[WHAT THE TASK ASKS] Each entry must be output once more without any change.

[SUPPLIED MATERIAL]
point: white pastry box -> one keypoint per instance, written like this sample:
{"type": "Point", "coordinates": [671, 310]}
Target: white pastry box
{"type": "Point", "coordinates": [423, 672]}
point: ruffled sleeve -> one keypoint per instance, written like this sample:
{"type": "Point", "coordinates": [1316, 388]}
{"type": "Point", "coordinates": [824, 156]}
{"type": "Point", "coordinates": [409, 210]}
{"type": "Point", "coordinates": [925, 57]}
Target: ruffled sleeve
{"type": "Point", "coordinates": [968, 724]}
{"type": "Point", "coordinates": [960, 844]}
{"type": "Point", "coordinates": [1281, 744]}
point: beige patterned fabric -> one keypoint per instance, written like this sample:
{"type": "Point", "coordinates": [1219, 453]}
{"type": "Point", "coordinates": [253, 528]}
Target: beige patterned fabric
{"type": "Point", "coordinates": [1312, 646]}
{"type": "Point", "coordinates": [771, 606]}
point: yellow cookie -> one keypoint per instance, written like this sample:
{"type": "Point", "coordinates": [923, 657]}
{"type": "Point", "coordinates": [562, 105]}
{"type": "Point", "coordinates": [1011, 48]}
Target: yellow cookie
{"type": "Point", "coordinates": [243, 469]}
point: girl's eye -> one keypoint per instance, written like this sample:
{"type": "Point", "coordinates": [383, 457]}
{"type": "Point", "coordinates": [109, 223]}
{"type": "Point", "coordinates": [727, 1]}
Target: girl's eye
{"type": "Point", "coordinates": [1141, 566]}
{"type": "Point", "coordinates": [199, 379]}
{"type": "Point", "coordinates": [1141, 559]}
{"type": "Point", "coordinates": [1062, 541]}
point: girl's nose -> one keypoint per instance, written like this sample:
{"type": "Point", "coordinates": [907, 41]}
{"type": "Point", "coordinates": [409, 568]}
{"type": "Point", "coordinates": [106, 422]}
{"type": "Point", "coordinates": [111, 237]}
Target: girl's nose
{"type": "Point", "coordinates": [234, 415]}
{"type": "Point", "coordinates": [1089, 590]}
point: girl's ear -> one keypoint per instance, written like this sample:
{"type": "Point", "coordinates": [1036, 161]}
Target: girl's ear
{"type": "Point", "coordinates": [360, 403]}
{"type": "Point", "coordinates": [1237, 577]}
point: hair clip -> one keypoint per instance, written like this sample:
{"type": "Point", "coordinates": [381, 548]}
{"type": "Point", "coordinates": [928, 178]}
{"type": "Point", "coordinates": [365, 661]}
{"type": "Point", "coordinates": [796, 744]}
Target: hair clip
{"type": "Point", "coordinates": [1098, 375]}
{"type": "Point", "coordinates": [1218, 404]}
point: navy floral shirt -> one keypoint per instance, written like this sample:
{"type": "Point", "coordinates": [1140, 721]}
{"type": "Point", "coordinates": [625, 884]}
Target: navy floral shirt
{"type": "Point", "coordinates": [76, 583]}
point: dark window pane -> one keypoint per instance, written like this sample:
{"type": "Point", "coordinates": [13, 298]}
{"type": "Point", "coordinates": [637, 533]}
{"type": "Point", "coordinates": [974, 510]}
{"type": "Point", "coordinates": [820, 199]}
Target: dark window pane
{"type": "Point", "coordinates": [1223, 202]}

[PROBLEM SOLUTION]
point: white pastry box -> one keypoint per instance, written like this sample:
{"type": "Point", "coordinates": [671, 310]}
Target: white pastry box
{"type": "Point", "coordinates": [423, 672]}
point: ruffled sleeve -> one keypoint per instance, written like this sample:
{"type": "Point", "coordinates": [1316, 388]}
{"type": "Point", "coordinates": [824, 156]}
{"type": "Point", "coordinates": [409, 210]}
{"type": "Point", "coordinates": [925, 57]}
Target: ruffled sleeve
{"type": "Point", "coordinates": [968, 724]}
{"type": "Point", "coordinates": [960, 844]}
{"type": "Point", "coordinates": [1281, 744]}
point: beige patterned fabric -> one keypoint per instance, written like this sample:
{"type": "Point", "coordinates": [1219, 453]}
{"type": "Point", "coordinates": [253, 528]}
Target: beige patterned fabric
{"type": "Point", "coordinates": [1312, 646]}
{"type": "Point", "coordinates": [771, 606]}
point: yellow cookie -> one keypoint per instance, written like this sample:
{"type": "Point", "coordinates": [923, 657]}
{"type": "Point", "coordinates": [562, 105]}
{"type": "Point", "coordinates": [1011, 48]}
Target: yellow cookie
{"type": "Point", "coordinates": [243, 469]}
point: girl's eye -> one keypoint per instance, written like this sample:
{"type": "Point", "coordinates": [383, 457]}
{"type": "Point", "coordinates": [109, 223]}
{"type": "Point", "coordinates": [727, 1]}
Target: girl's eye
{"type": "Point", "coordinates": [1141, 566]}
{"type": "Point", "coordinates": [199, 379]}
{"type": "Point", "coordinates": [1141, 559]}
{"type": "Point", "coordinates": [1062, 541]}
point: girl's nose -> one keypoint per instance, written like this sample:
{"type": "Point", "coordinates": [907, 41]}
{"type": "Point", "coordinates": [409, 568]}
{"type": "Point", "coordinates": [106, 422]}
{"type": "Point", "coordinates": [111, 237]}
Target: girl's nose
{"type": "Point", "coordinates": [234, 415]}
{"type": "Point", "coordinates": [1089, 590]}
point: girl's ear -> one keypoint per instance, written like this sample:
{"type": "Point", "coordinates": [1036, 161]}
Target: girl's ear
{"type": "Point", "coordinates": [360, 403]}
{"type": "Point", "coordinates": [1237, 577]}
point: hair clip -> one keypoint per instance, written like this sample:
{"type": "Point", "coordinates": [381, 548]}
{"type": "Point", "coordinates": [928, 178]}
{"type": "Point", "coordinates": [365, 661]}
{"type": "Point", "coordinates": [796, 744]}
Target: hair clip
{"type": "Point", "coordinates": [1098, 375]}
{"type": "Point", "coordinates": [1218, 404]}
point: navy floral shirt -> one keypoint per instance, written like this sample:
{"type": "Point", "coordinates": [1140, 721]}
{"type": "Point", "coordinates": [625, 884]}
Target: navy floral shirt
{"type": "Point", "coordinates": [76, 583]}
point: dark window pane -> one keypoint per instance, written like this sample:
{"type": "Point", "coordinates": [13, 298]}
{"type": "Point", "coordinates": [637, 533]}
{"type": "Point", "coordinates": [974, 510]}
{"type": "Point", "coordinates": [820, 199]}
Target: dark window pane
{"type": "Point", "coordinates": [1223, 202]}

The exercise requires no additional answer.